RECORDS SUPPLIED
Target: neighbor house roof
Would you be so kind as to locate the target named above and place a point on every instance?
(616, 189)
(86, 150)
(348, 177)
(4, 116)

AIM
Copy the records again, swapping "neighbor house roof" for "adjacent house roof" and leaving everything else as it is.

ANSWER FOR THE TASK
Target: adjacent house roof
Would you be so kind as to locate the target named above and place a point on every instance?
(616, 189)
(86, 150)
(348, 177)
(4, 116)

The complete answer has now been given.